:: DOCUMENT SECTION ::
Making informed decisions about your estate plan:

Ross Keilen Estate Planning

People often have ideas of how they would like their estate distributed or how personal matters should be handled upon their death, yet they are not always sure how to accomplish these goals. Below are three scenarios that highlight the importance of speaking with an estate planning attorney to ensure you are making informed decisions about your estate plan.

Client A

Client A came into the office requesting a will. A family friend told her a will would allow her to effectively distribute her assets. While this is generally true, further discussion with Client A revealed that a trust plan would be more beneficial considering her circumstances and goals.

For example, Client A had two children: a 16-year old son and a 12-year old daughter with special needs. She wanted to control the amount of funds distributed to her children to prevent wasteful spending. She also needed funds set aside for the long-term care her daughter required. Finally, Client A did not want her estate plan to be administered by a probate court, effectively becoming public record, upon her death.

  • A trust plan allows Client A to appoint an individual or entity, known as a trustee, to manage funds and other trust assets on her behalf when she is gone. She may designate specific amounts of funds to be distributed to each child, as well as specific ages that each child should receive such distributions, thus achieving her desired control. 
  • A Special Needs Trust contains many of the same provisions as a traditional trust but can be created for the specific benefit of the special needs child without jeopardizing any government assistance the child may receive. Like in a traditional trust, a trustee is appointed, whose discretion and responsibilities are determined by the client. 
  • A trust plan can avoid probate court and maintain client privacy.
:::
## THE TASK:
According to the estate planning page, what did a family friend tell Client A a will would let her do? The material that follows comes from a separate source.
:: DATA EXCERPT ::
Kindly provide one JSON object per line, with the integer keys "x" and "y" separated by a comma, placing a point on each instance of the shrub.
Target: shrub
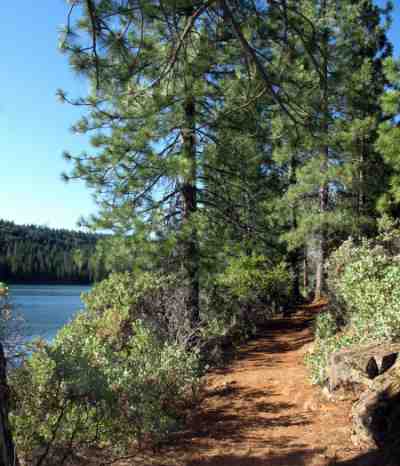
:::
## RESPONSE BOX:
Effectively distribute her assets.